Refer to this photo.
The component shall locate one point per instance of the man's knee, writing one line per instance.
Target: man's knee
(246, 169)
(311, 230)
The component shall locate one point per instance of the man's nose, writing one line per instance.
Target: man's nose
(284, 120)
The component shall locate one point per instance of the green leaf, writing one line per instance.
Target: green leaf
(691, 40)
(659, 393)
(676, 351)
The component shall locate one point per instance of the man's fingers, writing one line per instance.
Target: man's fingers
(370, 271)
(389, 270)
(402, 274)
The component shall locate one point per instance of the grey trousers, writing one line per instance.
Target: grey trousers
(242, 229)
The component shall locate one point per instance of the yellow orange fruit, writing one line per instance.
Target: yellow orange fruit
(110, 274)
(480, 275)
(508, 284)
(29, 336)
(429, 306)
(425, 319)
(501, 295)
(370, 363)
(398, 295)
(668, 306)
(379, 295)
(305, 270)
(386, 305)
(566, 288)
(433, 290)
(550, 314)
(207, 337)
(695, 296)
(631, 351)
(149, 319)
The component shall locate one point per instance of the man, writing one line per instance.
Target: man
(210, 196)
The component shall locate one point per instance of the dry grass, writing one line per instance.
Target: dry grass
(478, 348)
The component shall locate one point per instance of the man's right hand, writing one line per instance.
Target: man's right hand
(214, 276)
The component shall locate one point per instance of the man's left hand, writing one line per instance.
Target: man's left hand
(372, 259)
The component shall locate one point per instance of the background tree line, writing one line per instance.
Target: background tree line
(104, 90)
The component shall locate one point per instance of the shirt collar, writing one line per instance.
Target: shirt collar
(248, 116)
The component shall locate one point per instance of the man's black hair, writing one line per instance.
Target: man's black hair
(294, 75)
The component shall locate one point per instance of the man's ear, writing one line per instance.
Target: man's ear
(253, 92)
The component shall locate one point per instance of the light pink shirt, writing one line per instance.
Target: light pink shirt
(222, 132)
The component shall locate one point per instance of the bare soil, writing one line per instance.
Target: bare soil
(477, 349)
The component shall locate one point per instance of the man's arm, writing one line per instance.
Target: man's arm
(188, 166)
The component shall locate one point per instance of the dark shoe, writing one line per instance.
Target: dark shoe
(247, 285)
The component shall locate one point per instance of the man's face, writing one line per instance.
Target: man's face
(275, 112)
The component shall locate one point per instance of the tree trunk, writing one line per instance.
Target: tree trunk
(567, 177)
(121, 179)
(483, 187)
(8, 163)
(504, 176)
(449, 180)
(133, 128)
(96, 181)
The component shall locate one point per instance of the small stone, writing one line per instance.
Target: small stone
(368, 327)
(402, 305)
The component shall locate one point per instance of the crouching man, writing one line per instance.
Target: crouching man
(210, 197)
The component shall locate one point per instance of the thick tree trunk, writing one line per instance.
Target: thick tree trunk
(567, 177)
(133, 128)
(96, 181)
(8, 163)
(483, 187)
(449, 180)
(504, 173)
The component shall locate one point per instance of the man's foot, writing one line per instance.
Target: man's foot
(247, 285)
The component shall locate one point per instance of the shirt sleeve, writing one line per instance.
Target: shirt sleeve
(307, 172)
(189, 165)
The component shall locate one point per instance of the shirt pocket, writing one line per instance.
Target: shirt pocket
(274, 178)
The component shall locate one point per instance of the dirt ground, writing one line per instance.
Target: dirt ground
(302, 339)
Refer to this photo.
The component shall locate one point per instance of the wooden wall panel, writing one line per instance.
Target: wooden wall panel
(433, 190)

**What this task involves:** Repeat only the lines above, from the first line of the entries through the line that contains "the man, writing one line per instance.", including both ends.

**Result of this exercise:**
Refer to this photo.
The component shall locate one point per instance of the man's knee, writing one line per instance.
Target: man's knee
(246, 169)
(311, 230)
The component shall locate one point per instance of the man's nose, writing one line per instance.
Target: man's nose
(284, 120)
The component shall locate one point per instance of the green leaf, writing one line per instance.
Target: green leaf
(691, 40)
(659, 393)
(676, 351)
The component shall locate one point per instance of the man's fingers, writing one line per instance.
Target: man's fingers
(370, 271)
(389, 270)
(402, 274)
The component shall locate one point per instance of the grey trousers, writing one line per instance.
Target: grey trousers
(242, 229)
The component shall locate one point per instance of the yellow orange fruit, writing one line per instance.
Target: yellow orange fruit
(110, 274)
(480, 275)
(508, 284)
(29, 336)
(429, 306)
(425, 319)
(501, 295)
(370, 363)
(398, 295)
(668, 306)
(379, 295)
(305, 270)
(386, 305)
(566, 288)
(433, 290)
(550, 314)
(207, 337)
(695, 296)
(631, 351)
(149, 319)
The component shall locate one point per instance of the man, writing one line per instance.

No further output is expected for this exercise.